- Challenge -
Reproduce the records below verbatim, line for line, with nothing added, dropped, or changed.

+ + + + + + +

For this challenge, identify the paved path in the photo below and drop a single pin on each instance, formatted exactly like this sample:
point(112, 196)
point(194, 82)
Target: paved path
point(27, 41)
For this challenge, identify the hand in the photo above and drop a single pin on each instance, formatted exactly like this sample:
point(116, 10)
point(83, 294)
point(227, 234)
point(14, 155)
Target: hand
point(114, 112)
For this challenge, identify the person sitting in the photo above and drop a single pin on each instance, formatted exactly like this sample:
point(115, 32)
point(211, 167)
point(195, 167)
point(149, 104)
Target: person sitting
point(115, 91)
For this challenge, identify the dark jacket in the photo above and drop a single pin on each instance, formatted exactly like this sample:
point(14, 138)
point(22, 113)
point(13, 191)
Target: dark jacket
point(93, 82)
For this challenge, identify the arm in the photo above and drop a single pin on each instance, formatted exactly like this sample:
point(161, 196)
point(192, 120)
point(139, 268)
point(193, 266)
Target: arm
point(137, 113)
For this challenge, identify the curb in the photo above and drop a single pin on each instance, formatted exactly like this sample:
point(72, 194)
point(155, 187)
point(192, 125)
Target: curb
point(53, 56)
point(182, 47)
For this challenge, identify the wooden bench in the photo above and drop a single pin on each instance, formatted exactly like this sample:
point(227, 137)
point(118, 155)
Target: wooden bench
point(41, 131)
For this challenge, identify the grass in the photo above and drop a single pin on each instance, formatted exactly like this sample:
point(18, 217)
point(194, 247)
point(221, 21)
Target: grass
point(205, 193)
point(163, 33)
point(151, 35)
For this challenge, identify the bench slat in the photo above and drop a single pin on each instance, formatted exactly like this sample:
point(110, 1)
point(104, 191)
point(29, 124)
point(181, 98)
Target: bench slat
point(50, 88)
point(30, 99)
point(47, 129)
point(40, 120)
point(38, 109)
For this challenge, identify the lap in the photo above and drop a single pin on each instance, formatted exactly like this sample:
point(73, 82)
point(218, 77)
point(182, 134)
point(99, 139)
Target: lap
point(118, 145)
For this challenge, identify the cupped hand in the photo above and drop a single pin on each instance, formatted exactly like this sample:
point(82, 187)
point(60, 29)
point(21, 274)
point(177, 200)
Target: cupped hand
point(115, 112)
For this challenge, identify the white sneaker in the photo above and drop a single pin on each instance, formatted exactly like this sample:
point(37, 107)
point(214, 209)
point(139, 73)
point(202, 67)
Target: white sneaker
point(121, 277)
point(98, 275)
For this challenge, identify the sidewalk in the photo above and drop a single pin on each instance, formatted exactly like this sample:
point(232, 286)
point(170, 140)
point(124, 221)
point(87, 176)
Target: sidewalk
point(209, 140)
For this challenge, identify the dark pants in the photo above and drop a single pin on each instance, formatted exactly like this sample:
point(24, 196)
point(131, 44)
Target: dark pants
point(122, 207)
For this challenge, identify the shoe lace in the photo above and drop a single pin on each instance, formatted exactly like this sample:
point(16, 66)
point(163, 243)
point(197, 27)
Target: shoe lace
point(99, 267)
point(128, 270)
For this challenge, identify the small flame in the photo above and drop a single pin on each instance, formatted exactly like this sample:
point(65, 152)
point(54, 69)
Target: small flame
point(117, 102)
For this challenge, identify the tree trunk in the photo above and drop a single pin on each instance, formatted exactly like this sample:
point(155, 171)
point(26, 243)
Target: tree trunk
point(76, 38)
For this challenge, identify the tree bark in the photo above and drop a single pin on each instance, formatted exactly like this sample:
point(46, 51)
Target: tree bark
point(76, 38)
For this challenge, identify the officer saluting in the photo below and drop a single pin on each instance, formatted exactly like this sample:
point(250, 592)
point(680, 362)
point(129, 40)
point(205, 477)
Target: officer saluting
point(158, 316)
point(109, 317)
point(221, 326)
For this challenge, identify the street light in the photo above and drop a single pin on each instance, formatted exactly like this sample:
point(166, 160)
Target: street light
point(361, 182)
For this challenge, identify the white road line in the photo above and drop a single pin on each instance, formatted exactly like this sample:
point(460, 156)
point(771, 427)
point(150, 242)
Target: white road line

+ + + + + + +

- Solution to this exercise -
For this challenge, identify the paved path in the photo below and drop a single pin on each instance, formatted exactly like this sample:
point(112, 196)
point(194, 82)
Target: paved path
point(27, 41)
For this challenge, identify the hand in the photo above and drop a single pin on each instance, formatted exactly like this sample:
point(116, 10)
point(83, 294)
point(227, 234)
point(14, 155)
Target: hand
point(114, 112)
For this challenge, identify the person sitting in the photo above and drop a single pin on each instance, formatted exactly like this sample:
point(115, 32)
point(211, 167)
point(195, 167)
point(149, 104)
Target: person sitting
point(115, 91)
For this challenge, identify the dark jacket in the photo above and drop a single pin on each instance, formatted exactly like this sample:
point(14, 138)
point(22, 113)
point(13, 191)
Target: dark jacket
point(93, 82)
For this challenge, identify the arm in the photo above and drop a single pin on each instance, formatted exactly like this sample:
point(161, 196)
point(192, 120)
point(139, 268)
point(193, 266)
Target: arm
point(137, 113)
For this challenge, identify the curb in the photo above and drop a single pin on each instance, formatted exactly like this sample:
point(72, 194)
point(155, 187)
point(192, 125)
Target: curb
point(53, 56)
point(182, 47)
For this challenge, identify the wooden bench in the photo above and drop a single pin on each instance, formatted exactly like this sample:
point(227, 137)
point(118, 155)
Target: wooden bench
point(41, 131)
For this challenge, identify the grass in the photo above and drop a single pin on each instance, formatted exactly like this sample:
point(18, 217)
point(194, 247)
point(221, 21)
Target: grass
point(205, 193)
point(163, 33)
point(151, 35)
For this challenge, identify the bench slat in the photo above and drop a single pin on each instance, formatted exactly like this sample:
point(110, 1)
point(104, 191)
point(29, 124)
point(181, 98)
Target: bench slat
point(50, 88)
point(30, 99)
point(47, 129)
point(40, 120)
point(38, 109)
For this challenge, identify the lap in the photo above and drop a single pin on each instance, formatted exactly like this sample:
point(73, 82)
point(218, 77)
point(182, 134)
point(99, 139)
Target: lap
point(118, 145)
For this challenge, identify the cupped hand in the photo above and drop a single pin on each instance, formatted exactly like this sample:
point(82, 187)
point(60, 29)
point(21, 274)
point(177, 200)
Target: cupped hand
point(115, 112)
For this challenge, identify the white sneaker in the photo above and drop a single pin on each instance, formatted exactly like this sample:
point(37, 107)
point(214, 209)
point(139, 73)
point(202, 67)
Target: white sneaker
point(121, 277)
point(98, 275)
For this challenge, identify the sidewalk in the photo above and drop a single pin on each instance, formatted exactly like this sample:
point(232, 286)
point(170, 140)
point(124, 221)
point(87, 176)
Target: sidewalk
point(209, 140)
For this challenge, identify the dark pants in the photo above and drop a single pin on each instance, formatted exactly like this sample:
point(24, 196)
point(131, 44)
Target: dark pants
point(122, 207)
For this challenge, identify the shoe lace in the photo above and drop a single pin on each instance, formatted exactly like this sample:
point(16, 66)
point(163, 243)
point(197, 27)
Target: shoe lace
point(99, 267)
point(128, 270)
For this challenge, identify the small flame in the photo above and drop a single pin on each instance, formatted exactly like this sample:
point(65, 152)
point(54, 69)
Target: small flame
point(117, 102)
For this challenge, identify the tree trunk in the photo above and drop a single pin on each instance, formatted exactly like this sample:
point(155, 171)
point(26, 243)
Target: tree trunk
point(76, 38)
For this challenge, identify the tree bark in the photo above and drop a single pin on each instance, formatted exactly like this sample:
point(46, 51)
Target: tree bark
point(76, 38)
For this challenge, identify the officer saluting in the photo below and drop a single pin on each instance, formatted exactly like this sample:
point(250, 592)
point(680, 362)
point(129, 40)
point(205, 477)
Target: officer saluting
point(158, 316)
point(109, 317)
point(221, 326)
For this challenge, identify the street light in the photo above and drop a single pin on each instance, formatted exactly like this sample:
point(166, 160)
Target: street light
point(361, 182)
For this challenge, identify the white road line in the photo above and drop a single pin on each instance, formatted exactly like this sample:
point(460, 156)
point(771, 427)
point(150, 242)
Target: white road line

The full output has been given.